Restate the lines word for word, from the one containing "Each instance of the row" through the last line of the entries below, without any other lines.

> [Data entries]
==*==
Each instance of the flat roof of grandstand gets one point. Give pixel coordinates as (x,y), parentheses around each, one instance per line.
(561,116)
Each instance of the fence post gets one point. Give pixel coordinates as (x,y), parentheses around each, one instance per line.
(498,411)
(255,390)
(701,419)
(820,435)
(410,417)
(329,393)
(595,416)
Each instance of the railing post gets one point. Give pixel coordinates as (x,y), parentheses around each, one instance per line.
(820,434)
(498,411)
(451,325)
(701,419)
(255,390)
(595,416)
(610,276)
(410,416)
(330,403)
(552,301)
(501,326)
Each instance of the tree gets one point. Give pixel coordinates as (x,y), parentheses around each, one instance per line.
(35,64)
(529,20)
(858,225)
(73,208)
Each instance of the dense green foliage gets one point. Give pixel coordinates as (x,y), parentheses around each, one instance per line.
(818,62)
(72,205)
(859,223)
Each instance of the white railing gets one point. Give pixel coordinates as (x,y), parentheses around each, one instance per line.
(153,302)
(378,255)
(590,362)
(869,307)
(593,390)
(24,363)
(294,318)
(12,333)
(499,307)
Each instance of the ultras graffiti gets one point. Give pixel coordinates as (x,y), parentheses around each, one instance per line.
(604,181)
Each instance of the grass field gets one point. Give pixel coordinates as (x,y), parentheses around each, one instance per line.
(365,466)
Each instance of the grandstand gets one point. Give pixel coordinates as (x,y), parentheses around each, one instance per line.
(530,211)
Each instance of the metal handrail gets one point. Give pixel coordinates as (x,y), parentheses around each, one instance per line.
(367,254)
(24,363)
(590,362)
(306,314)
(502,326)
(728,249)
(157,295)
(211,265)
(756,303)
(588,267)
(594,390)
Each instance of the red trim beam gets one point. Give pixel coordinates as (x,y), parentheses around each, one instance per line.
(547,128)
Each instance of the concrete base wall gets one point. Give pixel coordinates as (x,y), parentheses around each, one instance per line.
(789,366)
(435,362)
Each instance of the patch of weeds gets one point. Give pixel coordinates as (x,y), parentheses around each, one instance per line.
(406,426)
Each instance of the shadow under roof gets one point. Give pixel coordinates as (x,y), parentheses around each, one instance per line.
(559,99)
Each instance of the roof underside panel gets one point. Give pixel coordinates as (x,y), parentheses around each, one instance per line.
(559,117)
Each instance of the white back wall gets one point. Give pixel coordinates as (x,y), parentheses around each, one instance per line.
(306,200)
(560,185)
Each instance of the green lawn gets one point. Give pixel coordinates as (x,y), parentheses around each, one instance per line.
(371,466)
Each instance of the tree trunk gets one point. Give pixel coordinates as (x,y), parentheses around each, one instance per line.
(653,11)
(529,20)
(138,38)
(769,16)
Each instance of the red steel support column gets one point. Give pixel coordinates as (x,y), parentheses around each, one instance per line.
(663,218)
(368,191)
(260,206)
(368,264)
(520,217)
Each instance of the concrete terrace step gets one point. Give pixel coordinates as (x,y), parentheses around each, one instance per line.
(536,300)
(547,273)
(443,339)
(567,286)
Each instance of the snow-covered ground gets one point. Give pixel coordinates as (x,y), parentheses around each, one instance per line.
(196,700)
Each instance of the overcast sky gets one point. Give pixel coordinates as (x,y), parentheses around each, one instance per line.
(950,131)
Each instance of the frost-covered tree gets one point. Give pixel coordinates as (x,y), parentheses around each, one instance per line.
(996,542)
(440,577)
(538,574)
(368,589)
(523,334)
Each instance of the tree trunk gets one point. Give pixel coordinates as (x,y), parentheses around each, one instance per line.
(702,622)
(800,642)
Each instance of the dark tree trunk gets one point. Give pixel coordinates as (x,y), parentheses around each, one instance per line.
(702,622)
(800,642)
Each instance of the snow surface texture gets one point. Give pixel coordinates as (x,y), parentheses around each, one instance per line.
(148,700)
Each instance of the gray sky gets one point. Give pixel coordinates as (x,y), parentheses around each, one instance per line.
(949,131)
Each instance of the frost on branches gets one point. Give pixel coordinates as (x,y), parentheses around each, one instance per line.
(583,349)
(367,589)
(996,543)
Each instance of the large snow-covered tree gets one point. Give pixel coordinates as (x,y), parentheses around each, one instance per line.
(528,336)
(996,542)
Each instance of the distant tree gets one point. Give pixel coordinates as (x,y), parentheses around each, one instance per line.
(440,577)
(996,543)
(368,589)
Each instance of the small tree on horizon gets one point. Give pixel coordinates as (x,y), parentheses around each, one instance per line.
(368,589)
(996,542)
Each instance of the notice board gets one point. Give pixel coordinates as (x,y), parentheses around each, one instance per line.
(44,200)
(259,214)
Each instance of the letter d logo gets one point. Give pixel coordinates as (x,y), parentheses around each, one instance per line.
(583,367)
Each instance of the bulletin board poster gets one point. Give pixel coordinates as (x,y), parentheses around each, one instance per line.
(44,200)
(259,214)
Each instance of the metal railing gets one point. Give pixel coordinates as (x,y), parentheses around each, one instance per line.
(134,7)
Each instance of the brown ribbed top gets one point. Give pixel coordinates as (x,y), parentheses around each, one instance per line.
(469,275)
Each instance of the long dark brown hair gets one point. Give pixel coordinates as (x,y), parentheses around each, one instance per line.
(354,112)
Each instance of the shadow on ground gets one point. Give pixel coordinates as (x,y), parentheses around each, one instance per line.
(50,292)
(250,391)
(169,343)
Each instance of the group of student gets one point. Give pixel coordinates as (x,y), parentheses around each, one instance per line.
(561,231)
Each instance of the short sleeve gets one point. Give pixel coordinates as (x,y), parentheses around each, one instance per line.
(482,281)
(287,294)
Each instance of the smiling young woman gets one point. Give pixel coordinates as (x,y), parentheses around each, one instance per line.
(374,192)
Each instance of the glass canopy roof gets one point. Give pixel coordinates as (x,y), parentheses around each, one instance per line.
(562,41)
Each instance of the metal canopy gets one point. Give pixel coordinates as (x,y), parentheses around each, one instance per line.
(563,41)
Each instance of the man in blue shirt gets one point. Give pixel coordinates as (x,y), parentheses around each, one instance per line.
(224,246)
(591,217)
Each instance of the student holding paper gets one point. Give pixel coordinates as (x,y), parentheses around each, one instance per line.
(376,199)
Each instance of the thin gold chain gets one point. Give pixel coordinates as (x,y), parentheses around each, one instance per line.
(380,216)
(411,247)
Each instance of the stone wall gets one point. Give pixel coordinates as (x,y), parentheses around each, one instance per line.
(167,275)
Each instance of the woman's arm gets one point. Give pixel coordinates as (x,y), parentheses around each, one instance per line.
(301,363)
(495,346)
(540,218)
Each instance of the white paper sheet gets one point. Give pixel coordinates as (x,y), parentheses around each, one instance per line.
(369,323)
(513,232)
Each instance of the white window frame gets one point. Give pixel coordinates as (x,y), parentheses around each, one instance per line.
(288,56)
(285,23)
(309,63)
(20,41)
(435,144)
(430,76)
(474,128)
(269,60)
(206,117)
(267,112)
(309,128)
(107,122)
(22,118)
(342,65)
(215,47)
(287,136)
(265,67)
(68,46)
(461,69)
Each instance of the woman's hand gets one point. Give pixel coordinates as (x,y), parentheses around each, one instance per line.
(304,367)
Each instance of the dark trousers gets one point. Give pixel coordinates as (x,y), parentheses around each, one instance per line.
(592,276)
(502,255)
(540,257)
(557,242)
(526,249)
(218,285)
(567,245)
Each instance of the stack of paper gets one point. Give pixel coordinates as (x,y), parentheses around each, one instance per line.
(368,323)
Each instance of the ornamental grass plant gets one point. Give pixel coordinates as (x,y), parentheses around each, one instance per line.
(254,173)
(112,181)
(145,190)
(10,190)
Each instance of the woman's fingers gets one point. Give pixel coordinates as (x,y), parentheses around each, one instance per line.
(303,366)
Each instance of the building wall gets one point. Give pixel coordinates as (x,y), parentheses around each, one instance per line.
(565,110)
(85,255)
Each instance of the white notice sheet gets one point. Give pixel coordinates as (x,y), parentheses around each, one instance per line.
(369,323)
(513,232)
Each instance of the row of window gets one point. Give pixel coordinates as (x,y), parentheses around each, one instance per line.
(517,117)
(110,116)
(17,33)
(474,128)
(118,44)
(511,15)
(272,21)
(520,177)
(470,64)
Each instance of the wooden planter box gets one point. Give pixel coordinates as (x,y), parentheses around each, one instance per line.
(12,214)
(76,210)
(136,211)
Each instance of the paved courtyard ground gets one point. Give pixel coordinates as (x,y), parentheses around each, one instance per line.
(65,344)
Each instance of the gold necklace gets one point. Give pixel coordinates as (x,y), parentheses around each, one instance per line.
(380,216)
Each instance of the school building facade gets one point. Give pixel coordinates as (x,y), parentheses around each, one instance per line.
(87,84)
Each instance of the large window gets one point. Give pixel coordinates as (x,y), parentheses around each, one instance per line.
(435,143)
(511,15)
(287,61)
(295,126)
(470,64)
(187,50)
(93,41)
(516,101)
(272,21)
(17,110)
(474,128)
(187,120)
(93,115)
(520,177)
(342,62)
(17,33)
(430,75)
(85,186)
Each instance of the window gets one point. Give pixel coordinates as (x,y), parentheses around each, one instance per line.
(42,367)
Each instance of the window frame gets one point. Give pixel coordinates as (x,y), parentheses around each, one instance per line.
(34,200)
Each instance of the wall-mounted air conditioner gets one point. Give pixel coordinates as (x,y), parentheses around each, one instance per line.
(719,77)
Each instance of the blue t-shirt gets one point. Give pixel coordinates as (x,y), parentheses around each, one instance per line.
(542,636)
==*==
> [Written answer]
Each instance of the row of window gets one point. Give pixel coordinates as (x,y), parentheses around each, one instance per line.
(517,117)
(110,116)
(17,33)
(474,128)
(118,44)
(511,15)
(272,21)
(520,177)
(470,64)
Each instance of the wooden planter box gets one point. Give pixel coordinates as (x,y), parentheses around each, one instance per line.
(12,214)
(76,210)
(136,211)
Each instance of the paved courtyard ground gets one point. Give pixel coordinates as (x,y), parentheses around each, one instance per line.
(65,344)
Each instance of the gold necklace gets one point. Give pixel coordinates as (x,y), parentheses around each, one instance per line.
(380,216)
Each instance of the school building facade gets one point. Give pixel coordinates as (x,y), parentheses around each, one instance per line.
(87,84)
Each instance of the large window gets one point. Give pixel coordinates as (x,y), parentheses around each, one instance per line.
(435,143)
(511,15)
(287,61)
(295,126)
(470,64)
(187,50)
(93,41)
(516,101)
(272,21)
(17,110)
(474,128)
(187,120)
(93,115)
(520,177)
(342,62)
(17,33)
(430,75)
(85,186)
Each instance of the window gets one point. Give pixel coordinates as (x,y), parentheses around each, one instance per line.
(42,367)
Each instance of the window frame gets one point. Give pixel coordinates as (x,y), parentheses around each, one instance per line.
(34,200)
Each instance of the wall-mounted air conditioner gets one point. Give pixel coordinates as (x,y), parentheses around each, one instance per line.
(719,77)
Each instance of the blue t-shirt gets one point. Give pixel coordinates as (x,y), parentheses around each, one instance per line.
(542,636)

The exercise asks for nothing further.